**WHAT YOU WILL DO**
Reproduce the excerpt about Lacke and Blackeberg word for word, from start to finish.

EXCERPT: Begin

A conversation between two of the town’s drunks, heartbreakingly realised figures of both despair and ragged humanity who become major players in the story, adds another dimension to this critique.  Lacke tells his friend:

I don’t want to be here anymore …

Here, the whole shebang.  Blackeberg.  Everything.  These buildings, the walking paths, the spaces, people, everything is just … like a single big damn sickness, see?  Something went wrong.  They thought all this out, planned it to be … perfect, you know. And in some damn wrinkle it went wrong, instead.  Some shit.

Like … I can’t explain it … like they had some idea about the angles, or fucking whatever, the angles of the buildings, in their relation to each other, you know.  So it would be harmonious or something.  And then they made a mistake in their measurements, their triangulation, whatever the hell they call it, so that it was all a little off from the start and it went downhill from there.  So you walk here with all these buildings and you just feel that … no.  No, no, no.  You shouldn’t be here.  This place is all wrong, you know?

Except it isn’t the angles, it’s something else, something that just … like a disease that’s in the … walls and I … don’t want any part of it any more.[4]

Blackeberg, Sweden

Blackeberg, Sweden

For Lacke, the evil that Eli brings (she kills two of Lacke’s closest friends) is a function of the place itself, not an incidental or outside force.  He assigns to urban planning an agency to create mood, atmosphere, and event that is perhaps exceeds even what the most altruistic of urban planners imagine is possible.  Indeed, in beginning with a description of the suburb, the novel offers us a sense that Eli is drawn to the place, called somehow by its wrongness.

EXCERPT: End
DATASET EXCERPTS: Begin

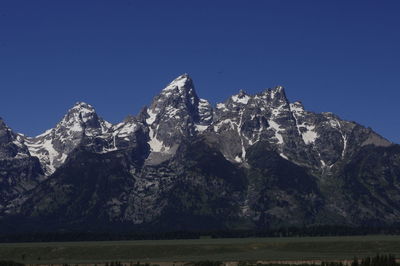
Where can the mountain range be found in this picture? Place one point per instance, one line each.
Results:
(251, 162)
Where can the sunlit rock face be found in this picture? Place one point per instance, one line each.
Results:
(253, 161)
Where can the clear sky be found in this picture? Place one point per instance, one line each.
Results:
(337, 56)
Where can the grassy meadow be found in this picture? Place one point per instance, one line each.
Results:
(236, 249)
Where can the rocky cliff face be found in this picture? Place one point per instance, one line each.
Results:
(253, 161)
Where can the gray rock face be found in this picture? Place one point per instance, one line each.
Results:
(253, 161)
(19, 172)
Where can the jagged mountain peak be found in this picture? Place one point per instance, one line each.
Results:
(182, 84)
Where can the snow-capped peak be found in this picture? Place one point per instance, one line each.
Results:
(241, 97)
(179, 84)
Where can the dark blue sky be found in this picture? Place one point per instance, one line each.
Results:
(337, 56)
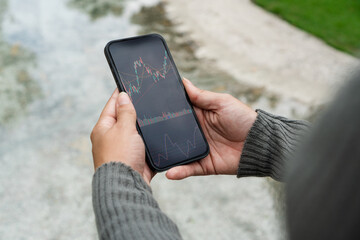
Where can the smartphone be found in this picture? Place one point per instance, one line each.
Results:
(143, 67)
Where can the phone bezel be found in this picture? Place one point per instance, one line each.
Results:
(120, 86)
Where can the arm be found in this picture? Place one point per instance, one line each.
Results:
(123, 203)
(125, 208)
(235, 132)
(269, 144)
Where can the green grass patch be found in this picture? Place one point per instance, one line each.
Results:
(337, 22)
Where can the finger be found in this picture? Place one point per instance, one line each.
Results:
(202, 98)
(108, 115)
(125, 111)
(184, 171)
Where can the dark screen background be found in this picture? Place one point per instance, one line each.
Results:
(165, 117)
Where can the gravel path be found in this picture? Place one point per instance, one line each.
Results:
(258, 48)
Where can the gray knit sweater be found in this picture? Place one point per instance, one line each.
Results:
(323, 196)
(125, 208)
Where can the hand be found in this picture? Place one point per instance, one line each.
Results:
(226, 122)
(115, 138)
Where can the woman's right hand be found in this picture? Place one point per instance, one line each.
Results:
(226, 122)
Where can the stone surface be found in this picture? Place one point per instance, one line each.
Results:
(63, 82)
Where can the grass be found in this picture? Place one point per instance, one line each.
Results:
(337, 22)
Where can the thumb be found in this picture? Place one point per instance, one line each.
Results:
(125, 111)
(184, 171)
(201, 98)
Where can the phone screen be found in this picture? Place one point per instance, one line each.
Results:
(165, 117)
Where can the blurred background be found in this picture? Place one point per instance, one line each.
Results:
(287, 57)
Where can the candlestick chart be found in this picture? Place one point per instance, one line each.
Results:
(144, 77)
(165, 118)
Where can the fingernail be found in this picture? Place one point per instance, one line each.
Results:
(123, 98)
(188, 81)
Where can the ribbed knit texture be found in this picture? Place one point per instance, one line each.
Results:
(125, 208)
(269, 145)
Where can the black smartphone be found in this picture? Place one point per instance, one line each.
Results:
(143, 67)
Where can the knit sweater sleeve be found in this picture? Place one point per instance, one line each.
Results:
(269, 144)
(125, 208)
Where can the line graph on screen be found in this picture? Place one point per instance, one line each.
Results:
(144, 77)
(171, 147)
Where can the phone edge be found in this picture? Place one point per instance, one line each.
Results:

DATASET EXCERPTS: End

**ANSWER TO THE PROBLEM**
A conversation between two of the town’s drunks, heartbreakingly realised figures of both despair and ragged humanity who become major players in the story, adds another dimension to this critique.  Lacke tells his friend:

I don’t want to be here anymore …

Here, the whole shebang.  Blackeberg.  Everything.  These buildings, the walking paths, the spaces, people, everything is just … like a single big damn sickness, see?  Something went wrong.  They thought all this out, planned it to be … perfect, you know. And in some damn wrinkle it went wrong, instead.  Some shit.

Like … I can’t explain it … like they had some idea about the angles, or fucking whatever, the angles of the buildings, in their relation to each other, you know.  So it would be harmonious or something.  And then they made a mistake in their measurements, their triangulation, whatever the hell they call it, so that it was all a little off from the start and it went downhill from there.  So you walk here with all these buildings and you just feel that … no.  No, no, no.  You shouldn’t be here.  This place is all wrong, you know?

Except it isn’t the angles, it’s something else, something that just … like a disease that’s in the … walls and I … don’t want any part of it any more.[4]

Blackeberg, Sweden

Blackeberg, Sweden

For Lacke, the evil that Eli brings (she kills two of Lacke’s closest friends) is a function of the place itself, not an incidental or outside force.  He assigns to urban planning an agency to create mood, atmosphere, and event that is perhaps exceeds even what the most altruistic of urban planners imagine is possible.  Indeed, in beginning with a description of the suburb, the novel offers us a sense that Eli is drawn to the place, called somehow by its wrongness.